◆ **Dataset**
◆ ◆ ◆ ◆ ◆ ◆ ◆
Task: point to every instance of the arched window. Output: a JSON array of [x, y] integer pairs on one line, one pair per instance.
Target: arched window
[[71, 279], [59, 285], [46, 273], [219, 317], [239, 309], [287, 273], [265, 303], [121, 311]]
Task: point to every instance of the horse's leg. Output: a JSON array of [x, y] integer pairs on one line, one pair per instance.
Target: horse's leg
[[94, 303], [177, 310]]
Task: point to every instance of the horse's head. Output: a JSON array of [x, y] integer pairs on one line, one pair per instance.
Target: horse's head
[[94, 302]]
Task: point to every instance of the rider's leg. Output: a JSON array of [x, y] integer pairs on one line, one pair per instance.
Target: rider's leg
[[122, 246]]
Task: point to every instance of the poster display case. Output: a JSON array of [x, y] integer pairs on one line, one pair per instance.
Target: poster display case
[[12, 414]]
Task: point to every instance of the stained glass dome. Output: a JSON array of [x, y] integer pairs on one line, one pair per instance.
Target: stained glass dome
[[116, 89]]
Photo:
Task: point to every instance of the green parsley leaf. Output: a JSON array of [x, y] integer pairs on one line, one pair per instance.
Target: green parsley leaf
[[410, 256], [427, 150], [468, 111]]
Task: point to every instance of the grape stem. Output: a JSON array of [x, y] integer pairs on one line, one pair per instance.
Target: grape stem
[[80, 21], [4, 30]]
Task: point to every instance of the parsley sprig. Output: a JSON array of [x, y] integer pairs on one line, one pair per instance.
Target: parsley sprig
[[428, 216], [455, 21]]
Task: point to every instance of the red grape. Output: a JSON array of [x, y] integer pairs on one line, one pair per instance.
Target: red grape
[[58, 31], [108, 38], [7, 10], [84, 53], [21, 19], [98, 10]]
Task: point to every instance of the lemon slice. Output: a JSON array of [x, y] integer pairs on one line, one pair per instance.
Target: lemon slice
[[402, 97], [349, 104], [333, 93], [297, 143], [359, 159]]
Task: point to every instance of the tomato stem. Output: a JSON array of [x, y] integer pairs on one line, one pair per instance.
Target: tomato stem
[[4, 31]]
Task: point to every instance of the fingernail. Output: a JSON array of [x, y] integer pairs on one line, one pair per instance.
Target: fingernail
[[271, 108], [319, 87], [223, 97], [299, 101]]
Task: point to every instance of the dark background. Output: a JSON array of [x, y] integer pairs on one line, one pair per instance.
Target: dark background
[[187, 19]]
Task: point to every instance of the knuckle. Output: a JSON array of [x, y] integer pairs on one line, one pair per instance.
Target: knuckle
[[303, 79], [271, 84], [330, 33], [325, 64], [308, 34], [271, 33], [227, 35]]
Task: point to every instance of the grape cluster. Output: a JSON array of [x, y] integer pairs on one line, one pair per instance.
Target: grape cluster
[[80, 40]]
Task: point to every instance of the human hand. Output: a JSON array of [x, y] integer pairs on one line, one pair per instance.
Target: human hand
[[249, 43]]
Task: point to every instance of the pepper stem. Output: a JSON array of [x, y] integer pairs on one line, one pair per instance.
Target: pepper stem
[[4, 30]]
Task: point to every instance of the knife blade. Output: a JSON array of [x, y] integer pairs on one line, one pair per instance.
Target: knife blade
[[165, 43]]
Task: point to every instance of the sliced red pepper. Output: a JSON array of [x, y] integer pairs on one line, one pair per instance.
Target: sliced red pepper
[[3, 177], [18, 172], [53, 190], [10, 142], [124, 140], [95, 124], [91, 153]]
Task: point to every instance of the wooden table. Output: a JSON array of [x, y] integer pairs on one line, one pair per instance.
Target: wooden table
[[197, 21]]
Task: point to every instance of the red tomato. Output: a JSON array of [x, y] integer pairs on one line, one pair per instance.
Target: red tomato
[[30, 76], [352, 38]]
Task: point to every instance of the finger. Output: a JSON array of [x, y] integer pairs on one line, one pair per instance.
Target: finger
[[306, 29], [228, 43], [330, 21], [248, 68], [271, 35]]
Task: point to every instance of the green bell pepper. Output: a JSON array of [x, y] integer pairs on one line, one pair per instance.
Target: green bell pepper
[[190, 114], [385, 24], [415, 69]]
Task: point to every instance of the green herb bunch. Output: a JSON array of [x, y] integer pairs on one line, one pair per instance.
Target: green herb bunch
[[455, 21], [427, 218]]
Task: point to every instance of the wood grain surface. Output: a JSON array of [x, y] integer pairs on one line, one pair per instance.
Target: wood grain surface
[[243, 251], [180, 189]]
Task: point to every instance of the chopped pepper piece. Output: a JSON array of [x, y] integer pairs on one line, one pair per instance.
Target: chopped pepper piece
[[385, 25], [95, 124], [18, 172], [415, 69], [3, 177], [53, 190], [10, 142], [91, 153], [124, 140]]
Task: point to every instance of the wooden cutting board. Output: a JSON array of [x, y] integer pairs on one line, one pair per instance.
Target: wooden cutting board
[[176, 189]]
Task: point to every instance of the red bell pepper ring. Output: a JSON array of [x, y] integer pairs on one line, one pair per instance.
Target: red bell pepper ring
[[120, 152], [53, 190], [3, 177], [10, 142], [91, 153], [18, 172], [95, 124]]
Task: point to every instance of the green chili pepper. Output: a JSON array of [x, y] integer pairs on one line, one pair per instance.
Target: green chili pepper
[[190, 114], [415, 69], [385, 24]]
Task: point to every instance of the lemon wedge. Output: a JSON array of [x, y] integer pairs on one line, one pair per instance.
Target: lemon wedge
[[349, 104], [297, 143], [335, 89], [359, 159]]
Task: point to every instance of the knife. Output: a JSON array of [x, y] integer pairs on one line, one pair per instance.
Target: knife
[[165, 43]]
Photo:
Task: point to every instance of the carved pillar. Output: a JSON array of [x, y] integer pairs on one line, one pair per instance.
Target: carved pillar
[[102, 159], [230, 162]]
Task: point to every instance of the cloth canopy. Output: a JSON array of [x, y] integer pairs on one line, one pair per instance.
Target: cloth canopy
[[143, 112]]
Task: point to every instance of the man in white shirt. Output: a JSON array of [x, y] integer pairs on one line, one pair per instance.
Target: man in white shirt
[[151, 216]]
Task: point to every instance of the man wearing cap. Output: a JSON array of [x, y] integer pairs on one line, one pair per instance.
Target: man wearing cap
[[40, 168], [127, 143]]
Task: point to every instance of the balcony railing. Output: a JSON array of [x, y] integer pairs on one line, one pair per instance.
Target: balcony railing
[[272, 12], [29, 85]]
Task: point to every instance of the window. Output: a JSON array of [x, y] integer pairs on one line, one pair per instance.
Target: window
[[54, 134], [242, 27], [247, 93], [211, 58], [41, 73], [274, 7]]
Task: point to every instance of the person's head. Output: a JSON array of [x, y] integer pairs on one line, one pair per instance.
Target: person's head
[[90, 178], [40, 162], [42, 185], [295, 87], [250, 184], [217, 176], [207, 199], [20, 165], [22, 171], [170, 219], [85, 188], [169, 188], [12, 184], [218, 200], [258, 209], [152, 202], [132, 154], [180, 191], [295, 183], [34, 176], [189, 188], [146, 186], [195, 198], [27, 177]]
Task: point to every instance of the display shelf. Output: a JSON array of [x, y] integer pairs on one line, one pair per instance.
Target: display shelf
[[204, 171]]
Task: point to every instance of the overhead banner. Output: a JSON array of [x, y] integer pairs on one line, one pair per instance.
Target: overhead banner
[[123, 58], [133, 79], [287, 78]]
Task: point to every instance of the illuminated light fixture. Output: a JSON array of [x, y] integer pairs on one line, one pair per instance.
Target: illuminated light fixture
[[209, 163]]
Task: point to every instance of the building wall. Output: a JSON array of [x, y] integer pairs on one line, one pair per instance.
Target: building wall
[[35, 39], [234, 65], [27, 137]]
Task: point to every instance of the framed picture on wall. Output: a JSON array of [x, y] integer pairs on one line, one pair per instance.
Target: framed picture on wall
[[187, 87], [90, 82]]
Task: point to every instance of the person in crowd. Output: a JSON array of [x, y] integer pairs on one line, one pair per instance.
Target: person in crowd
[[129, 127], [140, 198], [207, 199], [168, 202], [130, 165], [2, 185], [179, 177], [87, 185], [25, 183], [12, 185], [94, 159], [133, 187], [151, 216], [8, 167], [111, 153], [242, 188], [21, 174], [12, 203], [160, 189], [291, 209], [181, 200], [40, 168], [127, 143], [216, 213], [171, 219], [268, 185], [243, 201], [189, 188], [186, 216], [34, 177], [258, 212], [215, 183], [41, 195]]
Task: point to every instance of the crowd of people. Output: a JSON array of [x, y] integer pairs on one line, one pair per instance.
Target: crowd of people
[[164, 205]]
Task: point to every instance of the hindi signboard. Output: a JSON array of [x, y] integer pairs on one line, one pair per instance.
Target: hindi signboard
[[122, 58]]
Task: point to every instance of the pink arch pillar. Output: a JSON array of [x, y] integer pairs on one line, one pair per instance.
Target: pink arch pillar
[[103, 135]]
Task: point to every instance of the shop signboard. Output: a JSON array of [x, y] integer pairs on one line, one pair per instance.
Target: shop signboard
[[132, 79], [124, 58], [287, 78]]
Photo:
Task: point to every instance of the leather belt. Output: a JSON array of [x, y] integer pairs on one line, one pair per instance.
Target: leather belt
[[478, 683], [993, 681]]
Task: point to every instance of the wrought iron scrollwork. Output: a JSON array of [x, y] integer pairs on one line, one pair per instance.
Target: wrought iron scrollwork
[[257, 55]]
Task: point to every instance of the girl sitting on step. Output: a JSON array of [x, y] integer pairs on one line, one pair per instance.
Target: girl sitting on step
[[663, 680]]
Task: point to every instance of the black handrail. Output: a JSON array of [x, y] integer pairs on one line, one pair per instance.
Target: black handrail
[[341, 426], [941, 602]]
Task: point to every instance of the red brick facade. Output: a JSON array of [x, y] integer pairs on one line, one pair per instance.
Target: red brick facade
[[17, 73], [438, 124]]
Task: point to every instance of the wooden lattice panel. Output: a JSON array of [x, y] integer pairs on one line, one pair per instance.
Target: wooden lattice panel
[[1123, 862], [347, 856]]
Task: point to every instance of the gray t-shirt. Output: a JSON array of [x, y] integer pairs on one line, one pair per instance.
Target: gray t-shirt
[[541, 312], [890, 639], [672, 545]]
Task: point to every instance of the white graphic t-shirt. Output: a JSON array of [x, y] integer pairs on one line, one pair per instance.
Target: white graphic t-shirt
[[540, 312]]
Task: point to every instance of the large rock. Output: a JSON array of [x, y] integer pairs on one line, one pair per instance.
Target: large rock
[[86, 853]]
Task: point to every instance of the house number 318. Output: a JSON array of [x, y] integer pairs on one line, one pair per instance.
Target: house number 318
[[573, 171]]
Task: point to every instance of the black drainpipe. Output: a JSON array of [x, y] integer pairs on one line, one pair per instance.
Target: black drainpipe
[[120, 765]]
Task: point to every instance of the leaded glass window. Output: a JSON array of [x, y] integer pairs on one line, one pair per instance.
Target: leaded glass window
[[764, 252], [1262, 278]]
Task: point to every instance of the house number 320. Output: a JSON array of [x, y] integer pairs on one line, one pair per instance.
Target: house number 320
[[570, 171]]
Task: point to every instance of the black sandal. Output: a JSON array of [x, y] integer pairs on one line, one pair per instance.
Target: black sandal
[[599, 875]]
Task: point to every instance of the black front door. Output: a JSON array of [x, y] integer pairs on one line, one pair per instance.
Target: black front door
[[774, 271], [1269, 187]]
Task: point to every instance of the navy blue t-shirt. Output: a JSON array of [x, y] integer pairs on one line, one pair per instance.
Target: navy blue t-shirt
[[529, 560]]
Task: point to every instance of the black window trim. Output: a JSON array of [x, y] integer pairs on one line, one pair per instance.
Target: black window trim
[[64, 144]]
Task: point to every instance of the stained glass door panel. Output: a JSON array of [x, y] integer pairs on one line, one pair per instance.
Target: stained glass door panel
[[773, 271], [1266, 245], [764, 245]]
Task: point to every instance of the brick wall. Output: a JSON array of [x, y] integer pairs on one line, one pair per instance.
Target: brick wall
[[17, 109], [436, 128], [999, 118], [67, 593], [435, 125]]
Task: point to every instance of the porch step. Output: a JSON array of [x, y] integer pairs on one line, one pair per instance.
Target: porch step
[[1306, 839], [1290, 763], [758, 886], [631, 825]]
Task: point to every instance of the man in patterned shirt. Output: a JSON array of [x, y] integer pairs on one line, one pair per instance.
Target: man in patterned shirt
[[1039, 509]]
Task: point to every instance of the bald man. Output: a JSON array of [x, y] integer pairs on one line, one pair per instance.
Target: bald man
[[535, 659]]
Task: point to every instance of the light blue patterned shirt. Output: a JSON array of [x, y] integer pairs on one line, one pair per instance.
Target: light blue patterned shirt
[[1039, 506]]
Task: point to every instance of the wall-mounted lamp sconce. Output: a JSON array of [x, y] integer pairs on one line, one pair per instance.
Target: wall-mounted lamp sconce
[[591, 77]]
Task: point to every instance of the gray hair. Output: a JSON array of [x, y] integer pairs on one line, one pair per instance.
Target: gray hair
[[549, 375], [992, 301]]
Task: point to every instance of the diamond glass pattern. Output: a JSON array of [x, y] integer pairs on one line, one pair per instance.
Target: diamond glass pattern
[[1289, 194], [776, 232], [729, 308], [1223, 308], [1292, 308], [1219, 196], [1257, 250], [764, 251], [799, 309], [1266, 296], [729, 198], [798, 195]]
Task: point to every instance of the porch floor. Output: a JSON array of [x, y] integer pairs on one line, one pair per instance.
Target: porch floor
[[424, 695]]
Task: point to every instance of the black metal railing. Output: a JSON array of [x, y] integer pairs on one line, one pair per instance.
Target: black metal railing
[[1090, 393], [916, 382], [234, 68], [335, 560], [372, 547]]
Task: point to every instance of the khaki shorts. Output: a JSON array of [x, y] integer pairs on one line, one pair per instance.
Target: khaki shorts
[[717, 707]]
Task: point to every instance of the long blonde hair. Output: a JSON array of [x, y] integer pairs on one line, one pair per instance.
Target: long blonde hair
◆ ◆ ◆ ◆ ◆ ◆ ◆
◆ **Aim of the exercise**
Only those lines of the entries above that run from the line containing "Target: gray t-shirt" to the line containing "Task: point to every instance of the house number 320.", both included, should be transcribed exactly.

◆ **Response below**
Target: gray t-shirt
[[541, 312], [890, 639], [672, 545]]
Task: point to every instance of the white graphic t-shirt. Output: a JSON array of [x, y] integer pairs on one line, one pair per instance.
Target: white graphic t-shirt
[[540, 312]]
Task: point to every instance of the large rock. Output: a JSON array of [x, y] integer pairs on one line, one pair per instance.
Target: large rock
[[86, 853]]
Task: point to every instance of the house number 318. Output: a JSON array of [x, y] integer pairs on one line, one pair per instance.
Target: house number 318
[[573, 171]]
Task: point to every instance of the black drainpipe. Output: a JSON array of [x, y] integer pairs on one line, one pair per instance.
Target: black drainpipe
[[120, 765]]
Task: point to every instance of the leaded glass window. Output: a JSON array of [x, y] integer pairs on one line, one pair per instance.
Target: leaded glass window
[[764, 252], [1262, 278]]
Task: point to every instance of the house number 320. Output: a JSON array of [x, y] integer pairs on one line, one pair per instance.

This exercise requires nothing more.